» **Work instructions**: Below is a set of records, and all of them should be retyped exactly, minus the pictures.

───── Available records

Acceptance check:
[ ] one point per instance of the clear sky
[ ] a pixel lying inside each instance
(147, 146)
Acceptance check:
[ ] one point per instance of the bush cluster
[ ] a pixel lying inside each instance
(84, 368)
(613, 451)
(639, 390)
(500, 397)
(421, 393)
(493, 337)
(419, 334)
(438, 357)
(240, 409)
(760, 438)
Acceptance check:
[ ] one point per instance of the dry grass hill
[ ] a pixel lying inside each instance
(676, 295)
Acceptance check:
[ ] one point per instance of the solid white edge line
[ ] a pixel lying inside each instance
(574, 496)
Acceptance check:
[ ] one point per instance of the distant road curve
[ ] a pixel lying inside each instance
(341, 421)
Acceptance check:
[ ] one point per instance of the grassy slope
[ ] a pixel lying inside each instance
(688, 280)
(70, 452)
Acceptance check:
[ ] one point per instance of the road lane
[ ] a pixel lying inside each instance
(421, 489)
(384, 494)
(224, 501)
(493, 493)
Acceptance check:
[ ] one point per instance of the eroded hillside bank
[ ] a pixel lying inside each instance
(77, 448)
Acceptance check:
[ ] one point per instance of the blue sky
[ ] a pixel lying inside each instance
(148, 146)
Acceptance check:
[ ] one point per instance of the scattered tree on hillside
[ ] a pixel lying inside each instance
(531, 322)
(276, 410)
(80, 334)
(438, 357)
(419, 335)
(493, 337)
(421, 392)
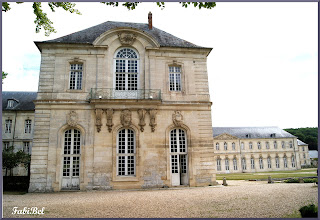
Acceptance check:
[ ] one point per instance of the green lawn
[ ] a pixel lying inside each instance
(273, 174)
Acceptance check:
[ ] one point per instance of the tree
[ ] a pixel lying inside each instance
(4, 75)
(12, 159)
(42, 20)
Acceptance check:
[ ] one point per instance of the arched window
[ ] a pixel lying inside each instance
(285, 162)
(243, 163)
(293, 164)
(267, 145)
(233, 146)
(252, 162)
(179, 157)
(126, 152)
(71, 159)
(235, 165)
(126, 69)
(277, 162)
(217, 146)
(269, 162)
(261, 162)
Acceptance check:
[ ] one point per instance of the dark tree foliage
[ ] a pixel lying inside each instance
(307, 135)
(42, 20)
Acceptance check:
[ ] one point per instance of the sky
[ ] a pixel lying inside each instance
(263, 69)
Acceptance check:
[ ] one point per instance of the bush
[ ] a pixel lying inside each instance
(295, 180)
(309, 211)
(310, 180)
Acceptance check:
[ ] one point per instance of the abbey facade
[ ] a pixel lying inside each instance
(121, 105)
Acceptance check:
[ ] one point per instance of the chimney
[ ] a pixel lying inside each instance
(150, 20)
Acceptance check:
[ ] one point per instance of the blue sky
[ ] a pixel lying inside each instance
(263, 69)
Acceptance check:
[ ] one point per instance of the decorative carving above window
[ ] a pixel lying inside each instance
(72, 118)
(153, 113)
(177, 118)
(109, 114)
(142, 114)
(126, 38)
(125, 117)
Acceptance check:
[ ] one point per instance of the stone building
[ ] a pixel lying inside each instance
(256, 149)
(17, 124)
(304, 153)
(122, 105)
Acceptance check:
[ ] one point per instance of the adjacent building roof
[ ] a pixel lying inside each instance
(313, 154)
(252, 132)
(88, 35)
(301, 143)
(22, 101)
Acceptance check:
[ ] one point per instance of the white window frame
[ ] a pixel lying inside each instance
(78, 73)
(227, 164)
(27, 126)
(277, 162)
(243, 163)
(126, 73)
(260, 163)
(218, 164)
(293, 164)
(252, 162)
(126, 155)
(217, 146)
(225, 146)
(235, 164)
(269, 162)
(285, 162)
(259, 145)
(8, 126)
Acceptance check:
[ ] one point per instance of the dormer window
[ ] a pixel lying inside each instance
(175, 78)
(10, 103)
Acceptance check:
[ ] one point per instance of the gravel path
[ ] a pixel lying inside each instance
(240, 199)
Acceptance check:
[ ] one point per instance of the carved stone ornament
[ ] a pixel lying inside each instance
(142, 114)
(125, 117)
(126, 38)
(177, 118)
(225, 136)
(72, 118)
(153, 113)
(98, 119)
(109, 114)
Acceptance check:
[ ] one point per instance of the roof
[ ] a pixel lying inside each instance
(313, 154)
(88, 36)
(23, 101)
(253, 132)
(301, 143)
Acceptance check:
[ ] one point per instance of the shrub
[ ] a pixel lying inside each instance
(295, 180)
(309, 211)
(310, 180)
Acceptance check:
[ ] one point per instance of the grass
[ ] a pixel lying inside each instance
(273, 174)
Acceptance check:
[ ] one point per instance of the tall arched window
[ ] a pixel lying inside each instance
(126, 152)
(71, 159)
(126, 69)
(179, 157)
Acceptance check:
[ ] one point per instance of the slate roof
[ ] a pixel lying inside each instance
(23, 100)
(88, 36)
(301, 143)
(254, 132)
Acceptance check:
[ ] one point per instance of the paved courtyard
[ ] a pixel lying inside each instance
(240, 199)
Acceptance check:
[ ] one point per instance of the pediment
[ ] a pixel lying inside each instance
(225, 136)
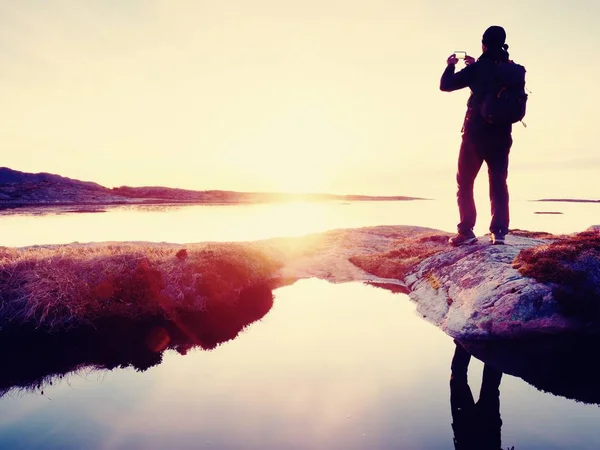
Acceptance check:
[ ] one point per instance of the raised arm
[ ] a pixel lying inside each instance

──────────

» **Response area**:
Acceptance check:
[ ] one point per instance of the clear sky
[ ] a pixel lying inside each instance
(147, 146)
Acceptance check:
[ ] one point per instance of the bush cluster
[ ] a pixel lying inside each instance
(84, 368)
(613, 451)
(639, 390)
(500, 397)
(421, 393)
(493, 337)
(419, 334)
(438, 357)
(240, 409)
(760, 438)
Acceptance check:
[ ] one point per instance of the dry grass hill
[ ] a pixel lying inside each instance
(676, 295)
Acceptance check:
[ ] one point per instance of the solid white edge line
[ ] a pixel lying inside each instance
(574, 496)
Acceptance check:
[ ] one point per instance of the distant road curve
[ ] a pixel lying inside each instance
(341, 421)
Acceptance check:
[ ] one point per instance of the grassy slope
[ ] a pixel lying inside each instance
(688, 280)
(70, 452)
Acceptance check:
[ ] one point per instance of the road lane
[ ] a pixel lying inside each instance
(421, 489)
(384, 494)
(224, 501)
(493, 493)
Acceptance check:
[ ] one point per instance of the eroded hillside bank
[ ] a pixel lying inside each instance
(77, 448)
Acceptance check:
[ ] one point per instance of the blue sky
[ ] a pixel lying inside each instance
(148, 146)
Acceptance check:
[ ] one point per instance of the scattered tree on hillside
[ ] a pixel lying inside each instance
(531, 322)
(276, 410)
(80, 334)
(438, 357)
(419, 335)
(493, 337)
(421, 392)
Acceptance check:
[ ] one point per instance of the green lawn
[ ] a pixel lying inside each instance
(273, 174)
Acceptance check:
[ ] one point per instance of the tree
[ ] a pixel lying inside each instance
(4, 75)
(12, 159)
(42, 20)
Acceptance check:
[ ] one point per instance of the arched window
[ ] a pixel lying inside each instance
(285, 162)
(243, 163)
(293, 164)
(267, 145)
(233, 146)
(252, 162)
(179, 157)
(126, 152)
(71, 159)
(235, 165)
(126, 69)
(277, 162)
(217, 146)
(269, 162)
(261, 162)
Acceptance check:
[ ] one point per instance of the dark tree foliage
[ ] a pixel lying inside each instance
(307, 135)
(42, 20)
Acceptance check:
[ ] one point per instance of the sky
[ ] a pixel lying inside each instance
(263, 69)
Acceptance check:
[ ] one point per instance of the bush
[ ] a pixel lying inside each instance
(295, 180)
(309, 211)
(310, 180)
Acceptance check:
[ ] one point per instance of the abbey facade
[ ] a pixel lying inside each instance
(121, 105)
Acceptance check:
[ ] one point per instance of the chimney
[ ] a pixel lying inside each instance
(150, 20)
Acceptance check:
[ ] one point per instance of the blue sky
[ ] a pixel lying inside each instance
(263, 69)
Acceptance check:
[ ] one point per instance of the decorative carving above window
[ ] a pixel lying inside each instance
(72, 118)
(153, 113)
(177, 118)
(109, 114)
(142, 114)
(126, 38)
(125, 117)
Acceptance check:
[ ] one point per instance of the stone building
[ ] a pixel lying inside each instance
(256, 149)
(17, 124)
(304, 153)
(122, 105)
Acceptance check:
[ ] one point per instance of the adjacent building roof
[ ] a pixel lying inside each instance
(313, 154)
(252, 132)
(88, 35)
(301, 143)
(22, 101)
Acceptance check:
[ ] one point per instance of the white window frame
[ ] a pixel lying inside each instance
(78, 73)
(227, 164)
(27, 126)
(277, 162)
(243, 163)
(126, 73)
(260, 163)
(218, 164)
(293, 164)
(252, 162)
(126, 155)
(217, 146)
(225, 146)
(235, 164)
(269, 162)
(285, 162)
(259, 145)
(8, 126)
Acceptance check:
[ ] one point per instance of the dormer window
[ ] a pixel lying inside each instance
(175, 78)
(10, 103)
Acceptance check:
[ ] one point per instance of the gravel path
[ ] a pixel lying inside each instance
(240, 199)
Acceptance check:
[ ] one point per instance of the carved stone ornament
[ ] a pixel lying inside each instance
(142, 114)
(125, 117)
(126, 38)
(177, 118)
(225, 136)
(72, 118)
(153, 113)
(98, 119)
(109, 114)
Acceptance check:
[ ] one point per instance of the roof
[ ] a pixel lying inside each instance
(313, 154)
(88, 36)
(23, 101)
(253, 132)
(301, 143)
Acceptance check:
[ ] one point per instance of the shrub
[ ] a pixel lying inside each instance
(295, 180)
(309, 211)
(310, 180)
Acceptance check:
[ ] one point per instance of the grass
[ ] a pixel lying inside each instance
(273, 174)
Acceptance check:
[ ] one point per instance of the tall arched window
[ ] a pixel lying inside each instance
(126, 152)
(71, 159)
(126, 69)
(179, 157)
Acceptance check:
[ ] one point per instance of the slate roof
[ ] a pixel lying inside each instance
(23, 100)
(88, 36)
(301, 143)
(254, 132)
Acceptance check:
[ ] one point per instance of the paved courtyard
[ ] a pixel lying inside each instance
(240, 199)
Acceptance check:
[ ] one point per instance of the pediment
[ ] a pixel lying inside each instance
(225, 136)
Acceptance check:
[ ] one point per instance of the raised arm
[ ] a pixel lying inside each instance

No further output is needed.